#### Stated task
Output the stretch of the listing from the line containing "Check that every instance of the chain" through the line containing "[[50, 294]]" as a numbered list, omitting any blank lines.
%%
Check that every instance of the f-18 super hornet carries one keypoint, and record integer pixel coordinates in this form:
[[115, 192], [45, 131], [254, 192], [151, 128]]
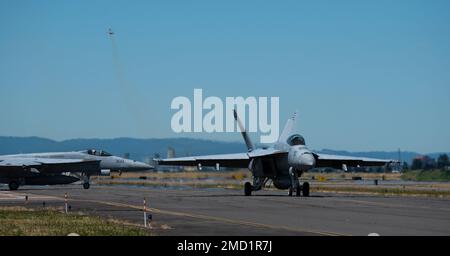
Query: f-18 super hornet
[[283, 163], [62, 167]]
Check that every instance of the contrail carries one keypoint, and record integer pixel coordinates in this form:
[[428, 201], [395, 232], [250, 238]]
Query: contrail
[[127, 90]]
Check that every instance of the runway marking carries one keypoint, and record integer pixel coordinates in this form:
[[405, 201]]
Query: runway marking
[[205, 217], [14, 196], [214, 218], [391, 205]]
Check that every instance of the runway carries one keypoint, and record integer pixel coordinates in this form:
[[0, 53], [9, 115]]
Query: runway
[[201, 212]]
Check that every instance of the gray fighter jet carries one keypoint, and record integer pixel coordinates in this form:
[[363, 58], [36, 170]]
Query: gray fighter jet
[[62, 167], [283, 163]]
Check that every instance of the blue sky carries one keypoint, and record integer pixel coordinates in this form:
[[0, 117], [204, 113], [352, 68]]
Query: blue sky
[[365, 75]]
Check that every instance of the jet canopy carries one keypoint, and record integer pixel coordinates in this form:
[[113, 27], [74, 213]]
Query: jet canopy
[[95, 152], [296, 139]]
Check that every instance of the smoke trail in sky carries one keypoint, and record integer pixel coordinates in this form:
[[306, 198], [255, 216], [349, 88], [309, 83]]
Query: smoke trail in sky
[[128, 92]]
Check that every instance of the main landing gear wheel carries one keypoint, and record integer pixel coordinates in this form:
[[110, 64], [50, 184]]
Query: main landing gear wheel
[[13, 185], [248, 189], [305, 189], [86, 185]]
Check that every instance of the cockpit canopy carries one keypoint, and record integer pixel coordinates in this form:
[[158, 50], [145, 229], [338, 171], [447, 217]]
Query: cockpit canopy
[[296, 139], [97, 152]]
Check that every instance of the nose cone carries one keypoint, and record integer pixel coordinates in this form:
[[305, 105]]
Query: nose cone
[[132, 165]]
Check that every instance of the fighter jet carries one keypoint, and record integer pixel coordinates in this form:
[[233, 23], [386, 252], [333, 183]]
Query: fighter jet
[[62, 167], [283, 163]]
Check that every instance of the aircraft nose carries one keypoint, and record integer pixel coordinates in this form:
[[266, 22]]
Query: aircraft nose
[[139, 165], [307, 159]]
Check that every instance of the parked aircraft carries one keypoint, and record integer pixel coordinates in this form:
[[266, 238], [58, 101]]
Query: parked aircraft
[[62, 167]]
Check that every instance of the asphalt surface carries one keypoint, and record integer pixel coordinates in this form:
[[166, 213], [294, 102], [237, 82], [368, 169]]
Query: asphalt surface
[[227, 212]]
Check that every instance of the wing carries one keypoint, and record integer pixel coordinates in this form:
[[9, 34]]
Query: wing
[[238, 160], [336, 161], [48, 165]]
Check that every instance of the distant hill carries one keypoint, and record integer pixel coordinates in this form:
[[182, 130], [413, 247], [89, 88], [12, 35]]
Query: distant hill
[[143, 149]]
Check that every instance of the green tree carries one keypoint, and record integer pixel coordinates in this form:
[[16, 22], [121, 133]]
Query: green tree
[[416, 164], [405, 166], [443, 161]]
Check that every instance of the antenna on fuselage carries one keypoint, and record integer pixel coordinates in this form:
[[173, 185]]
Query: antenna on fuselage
[[244, 133]]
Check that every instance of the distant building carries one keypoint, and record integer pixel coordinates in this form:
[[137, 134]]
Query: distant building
[[170, 152], [427, 162]]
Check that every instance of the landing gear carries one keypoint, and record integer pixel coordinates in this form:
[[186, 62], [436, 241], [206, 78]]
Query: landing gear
[[297, 190], [248, 189], [258, 183], [305, 189], [13, 185], [86, 185], [86, 181]]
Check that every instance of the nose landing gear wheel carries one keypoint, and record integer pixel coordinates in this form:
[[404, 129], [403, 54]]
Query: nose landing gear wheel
[[305, 189], [297, 190], [86, 185], [248, 189], [13, 185]]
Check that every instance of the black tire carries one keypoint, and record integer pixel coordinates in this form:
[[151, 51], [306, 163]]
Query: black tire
[[13, 185], [248, 189], [297, 190], [305, 189]]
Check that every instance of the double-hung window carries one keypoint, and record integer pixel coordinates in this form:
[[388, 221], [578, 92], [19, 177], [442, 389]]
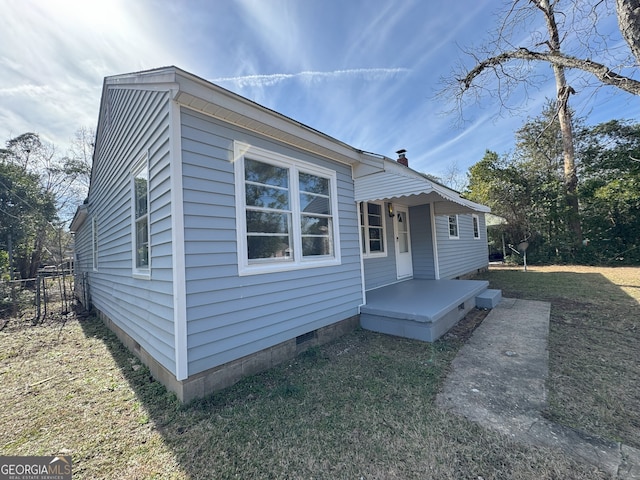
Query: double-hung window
[[372, 229], [476, 226], [287, 212], [140, 220], [453, 226]]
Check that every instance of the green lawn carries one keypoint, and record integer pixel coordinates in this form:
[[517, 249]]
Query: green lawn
[[360, 407], [594, 344]]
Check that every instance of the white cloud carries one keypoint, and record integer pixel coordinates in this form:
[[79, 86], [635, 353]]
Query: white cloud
[[370, 74]]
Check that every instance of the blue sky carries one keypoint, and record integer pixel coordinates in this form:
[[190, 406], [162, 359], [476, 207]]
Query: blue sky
[[363, 71]]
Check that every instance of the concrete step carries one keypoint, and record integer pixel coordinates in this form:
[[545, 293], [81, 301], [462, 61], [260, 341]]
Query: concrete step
[[489, 298]]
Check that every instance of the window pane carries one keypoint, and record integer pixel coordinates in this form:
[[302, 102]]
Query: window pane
[[263, 222], [259, 172], [314, 204], [375, 246], [314, 225], [374, 215], [142, 243], [313, 184], [313, 246], [375, 233], [267, 197], [141, 188], [275, 247]]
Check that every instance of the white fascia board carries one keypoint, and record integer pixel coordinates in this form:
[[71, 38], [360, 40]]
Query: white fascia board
[[213, 100]]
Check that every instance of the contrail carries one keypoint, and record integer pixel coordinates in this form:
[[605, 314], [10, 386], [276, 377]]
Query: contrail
[[275, 78]]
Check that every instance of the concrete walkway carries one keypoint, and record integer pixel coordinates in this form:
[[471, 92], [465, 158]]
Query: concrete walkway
[[498, 380]]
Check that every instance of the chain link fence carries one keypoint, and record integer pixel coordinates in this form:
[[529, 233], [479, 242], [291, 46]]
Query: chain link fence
[[50, 294]]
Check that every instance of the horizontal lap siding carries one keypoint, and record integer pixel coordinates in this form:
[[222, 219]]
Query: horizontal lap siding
[[231, 316], [137, 121], [463, 255], [421, 242], [379, 271]]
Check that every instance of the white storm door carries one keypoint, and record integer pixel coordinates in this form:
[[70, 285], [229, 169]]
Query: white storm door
[[404, 264]]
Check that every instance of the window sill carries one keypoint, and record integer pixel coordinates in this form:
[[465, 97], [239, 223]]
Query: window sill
[[246, 270]]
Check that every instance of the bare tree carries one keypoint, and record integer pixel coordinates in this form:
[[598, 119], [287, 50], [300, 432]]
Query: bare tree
[[569, 31], [629, 22]]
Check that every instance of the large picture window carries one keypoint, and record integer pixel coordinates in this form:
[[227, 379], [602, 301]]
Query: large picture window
[[140, 183], [372, 229], [286, 212]]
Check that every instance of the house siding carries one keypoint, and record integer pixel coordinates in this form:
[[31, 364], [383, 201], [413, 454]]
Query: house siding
[[380, 271], [136, 121], [230, 316], [422, 242], [465, 254]]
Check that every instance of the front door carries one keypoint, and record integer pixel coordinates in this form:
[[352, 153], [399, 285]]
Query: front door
[[404, 264]]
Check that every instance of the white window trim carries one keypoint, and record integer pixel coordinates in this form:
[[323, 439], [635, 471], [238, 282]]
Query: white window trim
[[364, 216], [94, 243], [294, 166], [141, 164], [475, 219], [453, 237]]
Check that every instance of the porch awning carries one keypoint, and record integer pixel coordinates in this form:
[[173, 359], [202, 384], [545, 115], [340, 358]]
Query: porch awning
[[401, 184]]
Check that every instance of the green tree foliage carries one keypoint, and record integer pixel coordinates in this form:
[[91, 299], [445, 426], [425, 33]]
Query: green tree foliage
[[526, 189], [610, 191], [39, 193], [25, 209]]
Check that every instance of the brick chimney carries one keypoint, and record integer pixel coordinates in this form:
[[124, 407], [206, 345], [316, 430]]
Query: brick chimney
[[402, 160]]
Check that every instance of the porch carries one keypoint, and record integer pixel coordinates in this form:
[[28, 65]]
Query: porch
[[423, 309]]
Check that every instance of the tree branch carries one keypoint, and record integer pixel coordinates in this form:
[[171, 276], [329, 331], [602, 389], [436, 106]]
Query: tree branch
[[600, 71]]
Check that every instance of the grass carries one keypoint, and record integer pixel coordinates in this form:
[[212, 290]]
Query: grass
[[594, 344], [360, 407]]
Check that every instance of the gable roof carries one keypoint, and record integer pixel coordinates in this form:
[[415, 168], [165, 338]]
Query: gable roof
[[376, 177], [195, 93]]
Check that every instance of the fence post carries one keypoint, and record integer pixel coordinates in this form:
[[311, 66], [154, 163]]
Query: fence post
[[37, 318]]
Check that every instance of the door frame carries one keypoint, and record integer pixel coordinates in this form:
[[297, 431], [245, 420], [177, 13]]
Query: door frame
[[403, 270]]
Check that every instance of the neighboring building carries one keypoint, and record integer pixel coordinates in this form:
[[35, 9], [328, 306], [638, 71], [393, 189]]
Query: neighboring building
[[220, 237]]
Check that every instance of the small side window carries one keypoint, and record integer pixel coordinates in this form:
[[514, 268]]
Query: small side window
[[453, 226], [476, 226], [140, 218]]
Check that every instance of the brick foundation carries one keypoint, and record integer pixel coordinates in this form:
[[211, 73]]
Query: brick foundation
[[222, 376]]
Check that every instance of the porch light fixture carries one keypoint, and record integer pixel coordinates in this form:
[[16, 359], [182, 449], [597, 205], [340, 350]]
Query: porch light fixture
[[390, 209]]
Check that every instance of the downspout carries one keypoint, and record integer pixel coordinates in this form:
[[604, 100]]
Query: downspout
[[434, 241], [177, 242], [364, 292]]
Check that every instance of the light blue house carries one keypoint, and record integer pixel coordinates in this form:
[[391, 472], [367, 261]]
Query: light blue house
[[220, 238]]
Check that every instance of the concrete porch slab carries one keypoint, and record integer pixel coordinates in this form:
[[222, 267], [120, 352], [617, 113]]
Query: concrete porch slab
[[420, 309]]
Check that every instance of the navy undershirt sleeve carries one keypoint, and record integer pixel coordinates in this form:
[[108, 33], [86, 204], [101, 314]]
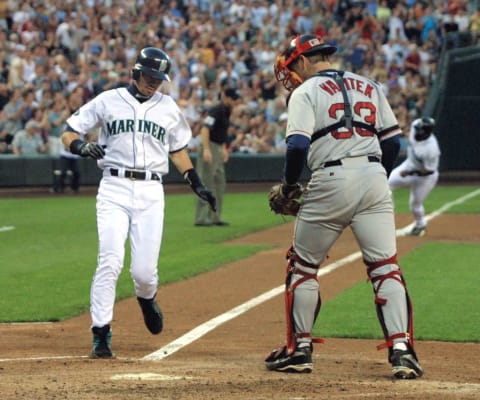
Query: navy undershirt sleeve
[[295, 157]]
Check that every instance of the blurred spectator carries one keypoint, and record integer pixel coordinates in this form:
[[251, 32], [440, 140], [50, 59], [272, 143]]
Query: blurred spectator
[[81, 49], [28, 141]]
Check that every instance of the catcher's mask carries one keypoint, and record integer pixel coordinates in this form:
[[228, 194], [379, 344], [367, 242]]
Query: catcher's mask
[[423, 128], [152, 62], [300, 45]]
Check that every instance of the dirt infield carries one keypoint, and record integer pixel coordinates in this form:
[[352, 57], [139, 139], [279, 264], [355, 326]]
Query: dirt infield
[[48, 361]]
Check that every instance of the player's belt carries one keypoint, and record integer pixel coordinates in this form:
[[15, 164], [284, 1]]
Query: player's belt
[[334, 163], [134, 175]]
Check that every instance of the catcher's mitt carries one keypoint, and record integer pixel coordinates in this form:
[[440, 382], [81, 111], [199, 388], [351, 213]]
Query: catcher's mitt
[[285, 199]]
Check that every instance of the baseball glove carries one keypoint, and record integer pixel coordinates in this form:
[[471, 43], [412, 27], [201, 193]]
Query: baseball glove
[[285, 199]]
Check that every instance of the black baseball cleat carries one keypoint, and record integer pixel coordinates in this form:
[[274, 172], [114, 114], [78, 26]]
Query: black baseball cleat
[[221, 223], [102, 338], [299, 361], [152, 315], [405, 365]]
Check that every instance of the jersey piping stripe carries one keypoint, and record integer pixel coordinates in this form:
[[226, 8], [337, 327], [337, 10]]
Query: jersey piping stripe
[[143, 135], [135, 118]]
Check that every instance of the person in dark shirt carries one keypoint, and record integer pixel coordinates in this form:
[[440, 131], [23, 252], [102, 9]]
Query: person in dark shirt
[[213, 155]]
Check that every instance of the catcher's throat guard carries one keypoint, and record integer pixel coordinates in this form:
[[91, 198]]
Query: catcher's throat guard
[[300, 45], [289, 79]]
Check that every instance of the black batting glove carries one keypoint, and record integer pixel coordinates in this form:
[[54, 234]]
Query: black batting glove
[[84, 149], [287, 189], [199, 189]]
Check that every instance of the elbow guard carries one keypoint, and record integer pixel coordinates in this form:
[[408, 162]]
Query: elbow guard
[[390, 149]]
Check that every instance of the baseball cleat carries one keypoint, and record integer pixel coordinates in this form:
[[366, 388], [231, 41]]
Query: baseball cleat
[[299, 361], [417, 231], [405, 365], [152, 315], [101, 342]]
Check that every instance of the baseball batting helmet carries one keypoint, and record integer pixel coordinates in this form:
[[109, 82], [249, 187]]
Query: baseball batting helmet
[[152, 62], [305, 45], [423, 128]]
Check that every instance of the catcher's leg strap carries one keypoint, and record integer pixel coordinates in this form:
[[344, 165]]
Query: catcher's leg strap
[[304, 269], [378, 280]]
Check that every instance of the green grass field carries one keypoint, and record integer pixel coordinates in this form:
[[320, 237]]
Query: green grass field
[[48, 260]]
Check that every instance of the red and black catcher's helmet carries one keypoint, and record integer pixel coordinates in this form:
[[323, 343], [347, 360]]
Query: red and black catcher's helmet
[[152, 62], [423, 128], [305, 45]]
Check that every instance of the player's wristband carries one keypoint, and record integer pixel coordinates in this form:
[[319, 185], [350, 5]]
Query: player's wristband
[[76, 146]]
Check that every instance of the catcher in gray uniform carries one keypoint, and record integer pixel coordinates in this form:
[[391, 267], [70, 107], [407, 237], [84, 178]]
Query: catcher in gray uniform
[[343, 127]]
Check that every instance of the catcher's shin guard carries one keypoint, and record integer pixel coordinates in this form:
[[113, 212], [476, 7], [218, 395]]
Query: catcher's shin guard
[[396, 274], [292, 334]]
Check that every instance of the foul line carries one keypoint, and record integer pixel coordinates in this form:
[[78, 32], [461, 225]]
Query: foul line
[[208, 326]]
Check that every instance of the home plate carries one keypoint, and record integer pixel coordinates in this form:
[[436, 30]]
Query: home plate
[[146, 376]]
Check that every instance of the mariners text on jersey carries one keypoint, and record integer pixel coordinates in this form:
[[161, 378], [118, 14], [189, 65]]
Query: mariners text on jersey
[[128, 126]]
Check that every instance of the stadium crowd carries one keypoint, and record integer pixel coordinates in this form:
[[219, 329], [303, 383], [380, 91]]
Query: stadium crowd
[[57, 54]]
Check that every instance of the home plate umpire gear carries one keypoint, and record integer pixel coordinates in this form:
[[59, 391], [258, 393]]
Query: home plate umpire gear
[[336, 123]]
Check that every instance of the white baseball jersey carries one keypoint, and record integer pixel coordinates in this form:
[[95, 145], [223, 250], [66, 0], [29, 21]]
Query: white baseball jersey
[[137, 135], [318, 103], [422, 155]]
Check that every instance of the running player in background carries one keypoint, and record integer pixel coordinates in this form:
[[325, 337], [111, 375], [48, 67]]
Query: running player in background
[[419, 171], [340, 123], [140, 129]]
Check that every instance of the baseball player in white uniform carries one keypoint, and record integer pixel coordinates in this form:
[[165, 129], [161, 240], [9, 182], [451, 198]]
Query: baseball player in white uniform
[[342, 126], [419, 171], [140, 129]]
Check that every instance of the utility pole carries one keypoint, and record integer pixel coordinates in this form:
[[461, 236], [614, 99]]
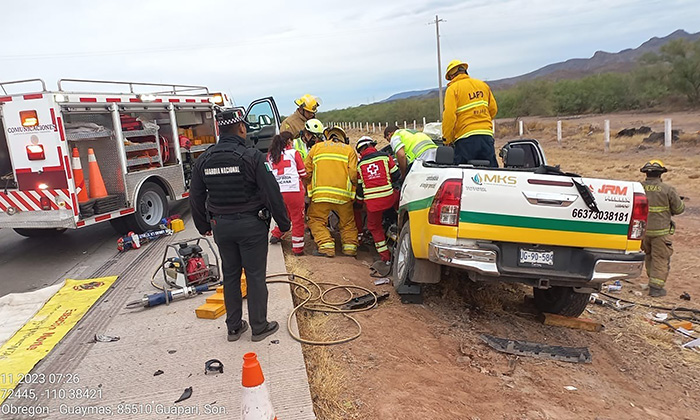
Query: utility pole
[[437, 36]]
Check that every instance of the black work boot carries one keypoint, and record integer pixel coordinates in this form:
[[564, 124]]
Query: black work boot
[[236, 334], [271, 328], [657, 292]]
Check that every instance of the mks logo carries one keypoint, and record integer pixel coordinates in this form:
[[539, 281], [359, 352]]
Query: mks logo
[[612, 189]]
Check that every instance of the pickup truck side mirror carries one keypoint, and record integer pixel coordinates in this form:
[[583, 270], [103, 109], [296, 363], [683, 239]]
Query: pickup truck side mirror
[[445, 155]]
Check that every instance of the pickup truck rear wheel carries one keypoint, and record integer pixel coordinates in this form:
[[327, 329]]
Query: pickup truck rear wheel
[[404, 260], [561, 301]]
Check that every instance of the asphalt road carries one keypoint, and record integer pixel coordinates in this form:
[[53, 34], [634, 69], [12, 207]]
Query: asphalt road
[[28, 264]]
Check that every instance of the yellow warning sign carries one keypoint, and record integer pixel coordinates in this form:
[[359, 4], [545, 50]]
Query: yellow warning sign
[[46, 329]]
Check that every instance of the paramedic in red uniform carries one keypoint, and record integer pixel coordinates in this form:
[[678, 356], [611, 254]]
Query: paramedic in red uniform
[[288, 168], [377, 174]]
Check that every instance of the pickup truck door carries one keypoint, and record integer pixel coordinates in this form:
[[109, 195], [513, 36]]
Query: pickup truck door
[[264, 123]]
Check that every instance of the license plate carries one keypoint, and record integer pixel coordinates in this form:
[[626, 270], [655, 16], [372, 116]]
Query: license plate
[[536, 257]]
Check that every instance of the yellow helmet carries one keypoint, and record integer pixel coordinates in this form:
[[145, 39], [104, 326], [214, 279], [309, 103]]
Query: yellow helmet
[[453, 65], [308, 102], [654, 165], [337, 134], [314, 126]]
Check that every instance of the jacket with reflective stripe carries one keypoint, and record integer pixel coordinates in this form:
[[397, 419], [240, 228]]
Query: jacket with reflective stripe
[[469, 109], [376, 173], [332, 167], [414, 143], [664, 202]]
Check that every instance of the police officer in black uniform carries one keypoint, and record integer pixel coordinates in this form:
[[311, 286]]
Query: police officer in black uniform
[[232, 193]]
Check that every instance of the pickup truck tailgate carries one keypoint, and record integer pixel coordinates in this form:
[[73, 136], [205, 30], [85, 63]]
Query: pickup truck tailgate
[[530, 208]]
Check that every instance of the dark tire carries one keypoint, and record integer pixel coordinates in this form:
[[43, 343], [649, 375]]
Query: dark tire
[[151, 207], [120, 225], [39, 233], [561, 301], [404, 260]]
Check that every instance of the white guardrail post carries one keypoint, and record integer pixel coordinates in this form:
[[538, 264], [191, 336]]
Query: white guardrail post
[[559, 132]]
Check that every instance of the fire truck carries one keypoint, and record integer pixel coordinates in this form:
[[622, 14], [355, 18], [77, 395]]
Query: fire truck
[[143, 137]]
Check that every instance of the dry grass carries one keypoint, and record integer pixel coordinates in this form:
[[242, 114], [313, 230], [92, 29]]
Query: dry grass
[[326, 376]]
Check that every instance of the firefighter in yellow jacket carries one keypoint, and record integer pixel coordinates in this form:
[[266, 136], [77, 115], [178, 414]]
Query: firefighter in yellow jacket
[[467, 121], [664, 202], [332, 169], [306, 110]]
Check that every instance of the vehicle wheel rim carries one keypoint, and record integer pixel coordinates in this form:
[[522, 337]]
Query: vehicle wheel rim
[[402, 257], [151, 208]]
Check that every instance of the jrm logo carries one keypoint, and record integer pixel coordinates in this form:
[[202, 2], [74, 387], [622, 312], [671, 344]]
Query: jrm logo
[[612, 189], [500, 179]]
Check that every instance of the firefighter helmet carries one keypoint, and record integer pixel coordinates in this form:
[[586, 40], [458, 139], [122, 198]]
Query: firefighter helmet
[[308, 102], [453, 65], [336, 134], [314, 126], [654, 165], [363, 142]]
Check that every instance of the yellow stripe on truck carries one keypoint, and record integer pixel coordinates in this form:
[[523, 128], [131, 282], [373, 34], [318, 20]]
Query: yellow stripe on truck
[[545, 237]]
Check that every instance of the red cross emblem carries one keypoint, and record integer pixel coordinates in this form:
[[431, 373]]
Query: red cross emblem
[[283, 163]]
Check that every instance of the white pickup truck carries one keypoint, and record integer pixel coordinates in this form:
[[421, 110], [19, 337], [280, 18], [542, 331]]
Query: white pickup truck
[[526, 222]]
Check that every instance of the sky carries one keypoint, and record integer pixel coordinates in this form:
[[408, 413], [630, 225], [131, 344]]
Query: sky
[[347, 53]]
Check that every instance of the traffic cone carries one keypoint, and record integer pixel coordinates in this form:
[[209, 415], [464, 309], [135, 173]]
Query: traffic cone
[[97, 185], [255, 399], [78, 177]]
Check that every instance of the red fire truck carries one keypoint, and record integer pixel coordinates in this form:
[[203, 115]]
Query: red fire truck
[[144, 138]]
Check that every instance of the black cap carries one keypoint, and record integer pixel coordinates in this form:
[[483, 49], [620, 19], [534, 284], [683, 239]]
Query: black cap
[[230, 117]]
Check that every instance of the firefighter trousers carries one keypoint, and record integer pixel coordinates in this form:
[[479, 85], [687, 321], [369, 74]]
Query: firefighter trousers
[[658, 250], [242, 242], [318, 221], [294, 201]]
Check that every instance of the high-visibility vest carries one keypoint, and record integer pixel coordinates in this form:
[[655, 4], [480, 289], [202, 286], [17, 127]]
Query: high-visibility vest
[[415, 143], [301, 147], [333, 169]]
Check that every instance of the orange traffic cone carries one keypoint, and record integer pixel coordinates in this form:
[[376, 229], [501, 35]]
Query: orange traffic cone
[[78, 177], [255, 399], [97, 185]]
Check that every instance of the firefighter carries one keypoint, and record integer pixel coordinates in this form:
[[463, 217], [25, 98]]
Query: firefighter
[[377, 175], [467, 120], [664, 202], [331, 167], [232, 195], [409, 146], [306, 110], [311, 133], [336, 133], [288, 168]]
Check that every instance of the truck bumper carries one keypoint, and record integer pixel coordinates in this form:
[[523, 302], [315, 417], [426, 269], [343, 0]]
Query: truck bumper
[[494, 259]]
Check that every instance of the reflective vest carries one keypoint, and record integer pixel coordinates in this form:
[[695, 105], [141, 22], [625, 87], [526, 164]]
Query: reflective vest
[[301, 147], [333, 170], [414, 143], [374, 180], [664, 202]]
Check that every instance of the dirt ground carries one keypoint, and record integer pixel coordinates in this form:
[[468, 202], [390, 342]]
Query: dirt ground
[[427, 361]]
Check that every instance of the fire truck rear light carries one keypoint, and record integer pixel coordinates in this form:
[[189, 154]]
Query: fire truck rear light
[[28, 118], [45, 203], [35, 152], [640, 211]]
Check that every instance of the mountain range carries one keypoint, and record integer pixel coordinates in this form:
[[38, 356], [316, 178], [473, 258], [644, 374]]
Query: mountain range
[[601, 62]]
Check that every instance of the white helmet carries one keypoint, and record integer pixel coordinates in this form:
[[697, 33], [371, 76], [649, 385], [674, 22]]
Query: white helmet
[[363, 142]]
%%
#### Exercise output
1. Check that every instance of the chain link fence carries one keypoint, and record integer pixel coordinates in this form:
2. [[529, 233], [479, 242], [291, 46]]
3. Query: chain link fence
4. [[50, 294]]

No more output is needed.